Consigne écrite:
Résumez en deux phrases l'extrait sur la république reproduit plus bas.

Extrait fourni:

━━━━━━━━━━━━━━━━━━━━━━━━━━━━━━

Non sûrement ! Il faut rester dans la vérité. Si la république a aujourd’hui un autre destin, c’est justement au contraire parce qu’elle a paru rompre avec les traditions de violence et se dégager de ses origines orageuses pour prendre une figure nouvelle, pour devenir un régime régulier, coordonné, comme tous les régimes qui veulent vivre ; c’est parce qu’avec bien des faiblesses et des complicités qui pèsent encore sur elle du poids de tout le passé, elle a réussi à rester à peu près un gouvernement, à se défendre des agitations intérieures et des propagandes provocatrices, parce qu’elle a eu la fortune de voir, sous son nom, la France reprendre position, retrouver des finances, une armée, l’estime du monde, non pas avec les républicains seuls, mais avec le concours de toutes les bonnes volontés ; c’est parce que ceux qui la représentent ne font pas toujours tout ce qu’on leur demande et s’efforcent de mesurer, leurs actions comme leur langage. En d’autres termes, si la république nouvelle existe, c’est précisément parce qu’elle est à peu près le contraire de la république du 22 septembre 1792 ! Si elle est encore exposée aux crises et aux périls, c’est qu’elle céderait à ceux qui voudraient la ramener aux carrières sanglantes ou l’entraîner dans de nouvelles aventures d’anarchie, c’est qu’elle répondrait aux vœux de conciliation et d’apaisement qui sont partout, aux adhésions qui se multiplient par la défiance et les passions de secte. Si elle a la chance de durer et de vivre, c’est qu’elle aura su profiter de l’expérience d’un siècle et se pacifier elle-même, c’est qu’elle aura fait son choix entre les deux politiques qui sont toujours devant elle : la politique radicale qui s’efforce encore de la dominer, de l’entraîner à de nouveaux excès, et une politique de libérale et forte prévoyance garantissant le pays dans ses intérêts comme dans sa vie morale. En un mot, la république sera-t-elle une institution flexible progressant avec le temps, adaptée aux mœurs, aux instincts d’une grande et libérale société si prodigieusement transformée depuis cent ans ? En reviendra-t-elle à se figer dans le culte des violences révolutionnaires, pour finir encore une fois comme elle a invariablement fini, emportée un jour ou l’autre par quelque réaction de l’opinion déçue et dégoûtée ? Tout est là.

━━━━━━━━━━━━━━━━━━━━━━━━━━━━━━

Données fournies:
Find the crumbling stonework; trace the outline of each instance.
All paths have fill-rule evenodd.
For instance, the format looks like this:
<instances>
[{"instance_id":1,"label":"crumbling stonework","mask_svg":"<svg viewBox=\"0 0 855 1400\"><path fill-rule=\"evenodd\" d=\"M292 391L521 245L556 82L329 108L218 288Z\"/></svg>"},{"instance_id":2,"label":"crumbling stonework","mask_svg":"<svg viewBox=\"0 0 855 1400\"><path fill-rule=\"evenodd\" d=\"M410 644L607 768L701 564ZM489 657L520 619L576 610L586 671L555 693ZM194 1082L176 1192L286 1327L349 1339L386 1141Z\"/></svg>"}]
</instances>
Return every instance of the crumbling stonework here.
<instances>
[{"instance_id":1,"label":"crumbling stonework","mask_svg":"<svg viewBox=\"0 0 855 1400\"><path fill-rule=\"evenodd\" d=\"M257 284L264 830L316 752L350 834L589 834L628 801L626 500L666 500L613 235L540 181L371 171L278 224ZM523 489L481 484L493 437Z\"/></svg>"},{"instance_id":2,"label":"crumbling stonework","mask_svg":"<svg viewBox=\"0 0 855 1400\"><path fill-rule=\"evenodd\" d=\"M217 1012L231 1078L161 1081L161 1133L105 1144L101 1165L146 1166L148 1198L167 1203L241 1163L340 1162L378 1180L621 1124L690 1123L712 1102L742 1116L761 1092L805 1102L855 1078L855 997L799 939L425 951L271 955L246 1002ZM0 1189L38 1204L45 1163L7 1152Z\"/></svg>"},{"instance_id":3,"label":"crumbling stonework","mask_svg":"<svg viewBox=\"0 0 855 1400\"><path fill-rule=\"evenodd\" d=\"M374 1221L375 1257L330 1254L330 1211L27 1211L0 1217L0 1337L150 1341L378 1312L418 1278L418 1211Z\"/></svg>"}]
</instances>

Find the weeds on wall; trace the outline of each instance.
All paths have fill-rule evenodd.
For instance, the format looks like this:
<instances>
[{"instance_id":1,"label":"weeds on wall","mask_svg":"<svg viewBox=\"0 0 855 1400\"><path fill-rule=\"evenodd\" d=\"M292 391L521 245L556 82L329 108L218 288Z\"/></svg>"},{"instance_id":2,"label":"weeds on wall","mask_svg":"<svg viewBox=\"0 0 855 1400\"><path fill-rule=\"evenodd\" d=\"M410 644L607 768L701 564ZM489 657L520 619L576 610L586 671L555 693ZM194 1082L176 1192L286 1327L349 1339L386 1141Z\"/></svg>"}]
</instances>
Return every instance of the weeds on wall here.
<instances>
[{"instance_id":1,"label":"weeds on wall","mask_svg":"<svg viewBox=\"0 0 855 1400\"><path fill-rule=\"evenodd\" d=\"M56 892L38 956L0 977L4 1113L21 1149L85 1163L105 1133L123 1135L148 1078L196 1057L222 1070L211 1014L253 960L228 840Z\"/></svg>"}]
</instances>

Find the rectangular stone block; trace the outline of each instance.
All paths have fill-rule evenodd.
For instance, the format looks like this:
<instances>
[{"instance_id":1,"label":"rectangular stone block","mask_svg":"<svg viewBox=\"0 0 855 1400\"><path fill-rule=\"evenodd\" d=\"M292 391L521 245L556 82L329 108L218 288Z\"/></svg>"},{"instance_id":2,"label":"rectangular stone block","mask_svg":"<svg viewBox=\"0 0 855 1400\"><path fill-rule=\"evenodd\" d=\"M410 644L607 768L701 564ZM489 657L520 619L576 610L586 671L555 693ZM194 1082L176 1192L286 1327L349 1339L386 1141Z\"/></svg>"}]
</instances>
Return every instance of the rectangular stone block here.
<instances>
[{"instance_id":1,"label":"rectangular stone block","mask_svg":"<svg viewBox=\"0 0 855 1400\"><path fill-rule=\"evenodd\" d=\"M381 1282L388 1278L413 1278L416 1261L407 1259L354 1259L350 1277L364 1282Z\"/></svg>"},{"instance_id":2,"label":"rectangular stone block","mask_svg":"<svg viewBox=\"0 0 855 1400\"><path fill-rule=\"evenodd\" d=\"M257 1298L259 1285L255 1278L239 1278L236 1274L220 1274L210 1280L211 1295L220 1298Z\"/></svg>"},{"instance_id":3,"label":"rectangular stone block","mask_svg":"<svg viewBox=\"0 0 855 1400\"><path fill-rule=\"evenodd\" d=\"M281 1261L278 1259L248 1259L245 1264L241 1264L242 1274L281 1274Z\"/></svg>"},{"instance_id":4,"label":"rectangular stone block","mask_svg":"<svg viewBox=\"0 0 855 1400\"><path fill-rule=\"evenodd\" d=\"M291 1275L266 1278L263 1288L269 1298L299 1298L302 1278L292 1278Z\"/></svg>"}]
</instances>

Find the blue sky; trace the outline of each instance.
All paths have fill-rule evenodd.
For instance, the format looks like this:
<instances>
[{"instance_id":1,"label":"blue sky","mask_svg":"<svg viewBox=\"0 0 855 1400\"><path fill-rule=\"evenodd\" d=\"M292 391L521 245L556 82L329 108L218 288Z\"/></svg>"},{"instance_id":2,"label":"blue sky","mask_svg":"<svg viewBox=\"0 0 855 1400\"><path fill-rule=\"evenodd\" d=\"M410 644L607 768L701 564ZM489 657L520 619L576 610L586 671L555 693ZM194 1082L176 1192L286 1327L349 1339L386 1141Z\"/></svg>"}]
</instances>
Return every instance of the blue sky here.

━━━━━━━━━━━━━━━━━━━━━━━━━━━━━━

Réponse attendue:
La république actuelle existe parce qu'elle a rompu avec les traditions de violence pour devenir un régime régulier, qu'elle a vu la France retrouver des finances, une armée et l'estime du monde avec le concours de toutes les bonnes volontés, et qu'elle est ainsi à peu près le contraire de la république du 22 septembre 1792. Sa durée dépendra de son choix entre la politique radicale qui cherche à l'entraîner vers de nouveaux excès et une politique libérale et prévoyante, c'est-à-dire entre une institution flexible adaptée à une société profondément transformée et un retour au culte des violences révolutionnaires qui finirait par la faire emporter par une réaction de l'opinion.